Dataset entries:
□ □ □ □

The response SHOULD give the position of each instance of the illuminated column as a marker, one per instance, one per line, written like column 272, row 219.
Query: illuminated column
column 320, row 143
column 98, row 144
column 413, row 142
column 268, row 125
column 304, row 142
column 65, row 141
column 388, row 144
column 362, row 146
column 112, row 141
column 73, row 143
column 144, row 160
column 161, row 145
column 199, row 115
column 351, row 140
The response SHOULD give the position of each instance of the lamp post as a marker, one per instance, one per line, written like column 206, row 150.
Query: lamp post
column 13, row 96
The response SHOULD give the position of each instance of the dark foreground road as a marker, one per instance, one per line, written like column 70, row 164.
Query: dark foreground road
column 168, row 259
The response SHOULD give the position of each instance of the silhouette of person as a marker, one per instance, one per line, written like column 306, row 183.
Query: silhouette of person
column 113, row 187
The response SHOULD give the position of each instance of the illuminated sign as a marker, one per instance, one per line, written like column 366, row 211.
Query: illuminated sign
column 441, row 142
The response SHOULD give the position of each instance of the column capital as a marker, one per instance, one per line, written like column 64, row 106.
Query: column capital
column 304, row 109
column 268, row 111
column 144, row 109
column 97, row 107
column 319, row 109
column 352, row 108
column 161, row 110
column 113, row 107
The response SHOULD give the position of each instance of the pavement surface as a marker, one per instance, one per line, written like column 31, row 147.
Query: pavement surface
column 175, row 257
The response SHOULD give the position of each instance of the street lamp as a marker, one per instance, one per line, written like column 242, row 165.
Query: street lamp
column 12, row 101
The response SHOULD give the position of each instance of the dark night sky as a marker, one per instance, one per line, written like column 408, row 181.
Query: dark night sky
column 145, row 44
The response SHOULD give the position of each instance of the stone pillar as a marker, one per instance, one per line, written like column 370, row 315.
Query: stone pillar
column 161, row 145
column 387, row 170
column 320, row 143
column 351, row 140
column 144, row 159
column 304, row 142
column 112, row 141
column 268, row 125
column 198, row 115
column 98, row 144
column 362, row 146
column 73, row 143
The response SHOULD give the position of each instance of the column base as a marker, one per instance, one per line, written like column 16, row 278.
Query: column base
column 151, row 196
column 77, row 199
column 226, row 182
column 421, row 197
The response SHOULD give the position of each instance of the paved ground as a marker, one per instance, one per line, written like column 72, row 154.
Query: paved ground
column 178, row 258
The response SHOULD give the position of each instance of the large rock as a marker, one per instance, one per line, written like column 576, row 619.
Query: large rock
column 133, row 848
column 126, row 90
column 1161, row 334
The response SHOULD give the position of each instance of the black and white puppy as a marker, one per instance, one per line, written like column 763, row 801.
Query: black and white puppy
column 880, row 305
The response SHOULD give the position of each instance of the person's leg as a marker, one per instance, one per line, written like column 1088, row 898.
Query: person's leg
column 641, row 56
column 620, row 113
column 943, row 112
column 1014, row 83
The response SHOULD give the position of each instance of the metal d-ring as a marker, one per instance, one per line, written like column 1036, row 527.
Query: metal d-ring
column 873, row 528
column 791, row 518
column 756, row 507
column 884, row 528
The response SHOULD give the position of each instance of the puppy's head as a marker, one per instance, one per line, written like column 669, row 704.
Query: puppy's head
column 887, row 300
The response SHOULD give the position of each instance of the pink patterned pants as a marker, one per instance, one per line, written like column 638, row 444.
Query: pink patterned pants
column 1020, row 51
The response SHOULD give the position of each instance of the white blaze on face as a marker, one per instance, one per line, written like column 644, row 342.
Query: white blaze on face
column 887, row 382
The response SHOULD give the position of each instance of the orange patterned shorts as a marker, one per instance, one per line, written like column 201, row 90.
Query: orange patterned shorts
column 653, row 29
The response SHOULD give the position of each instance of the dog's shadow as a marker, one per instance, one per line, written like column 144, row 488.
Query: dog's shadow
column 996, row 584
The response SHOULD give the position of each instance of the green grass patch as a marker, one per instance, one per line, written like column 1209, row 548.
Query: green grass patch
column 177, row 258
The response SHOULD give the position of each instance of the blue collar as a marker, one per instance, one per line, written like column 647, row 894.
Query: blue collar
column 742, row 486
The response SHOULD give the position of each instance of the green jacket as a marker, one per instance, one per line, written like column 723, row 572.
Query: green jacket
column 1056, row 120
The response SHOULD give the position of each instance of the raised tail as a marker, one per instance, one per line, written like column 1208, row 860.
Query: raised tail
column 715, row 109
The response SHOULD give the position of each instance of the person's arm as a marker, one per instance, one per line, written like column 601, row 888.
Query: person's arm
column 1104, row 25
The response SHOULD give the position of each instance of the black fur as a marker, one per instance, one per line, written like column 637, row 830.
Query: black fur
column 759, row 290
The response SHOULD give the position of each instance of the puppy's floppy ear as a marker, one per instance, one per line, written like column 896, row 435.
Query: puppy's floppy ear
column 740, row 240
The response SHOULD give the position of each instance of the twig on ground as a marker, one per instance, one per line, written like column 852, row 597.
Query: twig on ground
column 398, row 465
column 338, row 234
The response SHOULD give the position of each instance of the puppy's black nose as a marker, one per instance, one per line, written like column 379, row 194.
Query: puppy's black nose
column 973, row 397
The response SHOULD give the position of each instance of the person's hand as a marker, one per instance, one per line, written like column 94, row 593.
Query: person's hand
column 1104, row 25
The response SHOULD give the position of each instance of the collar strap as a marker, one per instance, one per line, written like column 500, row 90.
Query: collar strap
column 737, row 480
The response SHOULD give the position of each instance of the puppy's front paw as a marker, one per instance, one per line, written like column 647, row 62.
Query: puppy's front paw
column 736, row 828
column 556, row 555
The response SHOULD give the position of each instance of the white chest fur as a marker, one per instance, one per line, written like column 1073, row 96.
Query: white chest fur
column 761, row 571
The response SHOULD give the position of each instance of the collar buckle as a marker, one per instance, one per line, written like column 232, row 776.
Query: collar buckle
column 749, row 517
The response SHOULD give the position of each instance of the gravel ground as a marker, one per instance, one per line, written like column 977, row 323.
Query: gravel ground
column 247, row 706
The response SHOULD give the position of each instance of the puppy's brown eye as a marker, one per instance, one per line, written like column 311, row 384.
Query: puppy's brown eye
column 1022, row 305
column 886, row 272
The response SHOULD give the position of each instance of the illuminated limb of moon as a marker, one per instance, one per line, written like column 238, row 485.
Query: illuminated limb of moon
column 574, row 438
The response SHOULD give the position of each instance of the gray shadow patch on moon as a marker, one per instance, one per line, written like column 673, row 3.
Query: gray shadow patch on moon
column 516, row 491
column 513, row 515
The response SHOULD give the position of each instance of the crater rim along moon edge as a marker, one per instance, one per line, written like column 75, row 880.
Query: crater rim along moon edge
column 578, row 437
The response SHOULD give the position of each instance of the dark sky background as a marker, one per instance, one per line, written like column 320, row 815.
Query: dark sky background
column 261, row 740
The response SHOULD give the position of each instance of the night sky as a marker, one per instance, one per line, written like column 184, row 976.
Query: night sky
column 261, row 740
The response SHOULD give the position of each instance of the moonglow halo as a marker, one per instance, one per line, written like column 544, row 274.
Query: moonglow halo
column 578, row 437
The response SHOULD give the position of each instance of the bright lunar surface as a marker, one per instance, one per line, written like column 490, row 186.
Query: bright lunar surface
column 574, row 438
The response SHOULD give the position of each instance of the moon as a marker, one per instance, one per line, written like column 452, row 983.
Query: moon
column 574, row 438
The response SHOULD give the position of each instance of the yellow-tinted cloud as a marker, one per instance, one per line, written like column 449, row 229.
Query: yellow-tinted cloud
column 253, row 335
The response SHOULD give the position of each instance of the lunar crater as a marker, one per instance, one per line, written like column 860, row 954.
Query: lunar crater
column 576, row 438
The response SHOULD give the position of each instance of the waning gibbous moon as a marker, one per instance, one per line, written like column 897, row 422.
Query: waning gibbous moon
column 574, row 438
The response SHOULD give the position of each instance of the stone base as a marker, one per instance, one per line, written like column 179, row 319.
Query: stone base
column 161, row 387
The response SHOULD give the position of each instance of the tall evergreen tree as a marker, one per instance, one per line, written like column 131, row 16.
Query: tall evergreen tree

□ □ □ □

- **YOUR TASK**:
Extract exactly the leading lines of the data, stopping at and including the line with "370, row 315.".

- **ANSWER TO THE EXERCISE**:
The response SHOULD give the position of each instance of the illuminated column as a marker, one per instance, one per line, written like column 272, row 219.
Query: illuminated column
column 320, row 143
column 98, row 144
column 413, row 142
column 268, row 125
column 304, row 142
column 65, row 141
column 388, row 144
column 362, row 146
column 112, row 141
column 73, row 143
column 144, row 160
column 161, row 145
column 199, row 115
column 351, row 140
The response SHOULD give the position of each instance of the lamp post as a marker, one per instance, one per line, written like column 206, row 150.
Query: lamp post
column 13, row 96
The response SHOULD give the position of each instance of the dark foreground road as a marker, one per instance, one per line, written like column 70, row 164.
Query: dark foreground road
column 168, row 259
The response SHOULD give the position of each instance of the silhouette of person as a marker, one per instance, one per line, written like column 306, row 183.
Query: silhouette of person
column 113, row 187
The response SHOULD give the position of each instance of the illuminated sign as a marker, one per instance, one per line, written like column 366, row 211.
Query: illuminated sign
column 441, row 142
The response SHOULD give the position of each instance of the column capital as a marker, one per instance, one per line, written like column 64, row 106.
Query: column capital
column 304, row 109
column 268, row 111
column 144, row 109
column 97, row 107
column 319, row 109
column 352, row 108
column 161, row 110
column 113, row 107
The response SHOULD give the position of each instance of the pavement surface as a marker, one per instance, one per line, written like column 31, row 147.
Query: pavement surface
column 175, row 257
The response SHOULD give the position of each instance of the street lamp as a marker, one per instance, one per line, written like column 242, row 165.
Query: street lamp
column 12, row 101
The response SHOULD give the position of each instance of the dark night sky as a marker, one per instance, one per line, written like column 408, row 181.
Query: dark night sky
column 145, row 44
The response SHOULD give the position of each instance of the stone pillar as a marker, one per instance, one per line, written like column 370, row 315.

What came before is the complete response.